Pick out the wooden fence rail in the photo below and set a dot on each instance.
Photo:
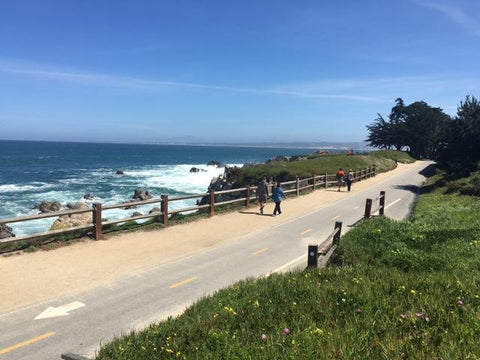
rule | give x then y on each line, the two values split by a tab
333	239
247	194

+++

### Aim:
Rewrite the entries with "wooden" switched to "metal" and everything else unchanged, leaving out the pictures.

### Reply:
Pick out the metal fence rail in the photo below and set a dot on each instance.
Photo:
rule | give x then y on each line, the two values split by a tab
333	239
247	194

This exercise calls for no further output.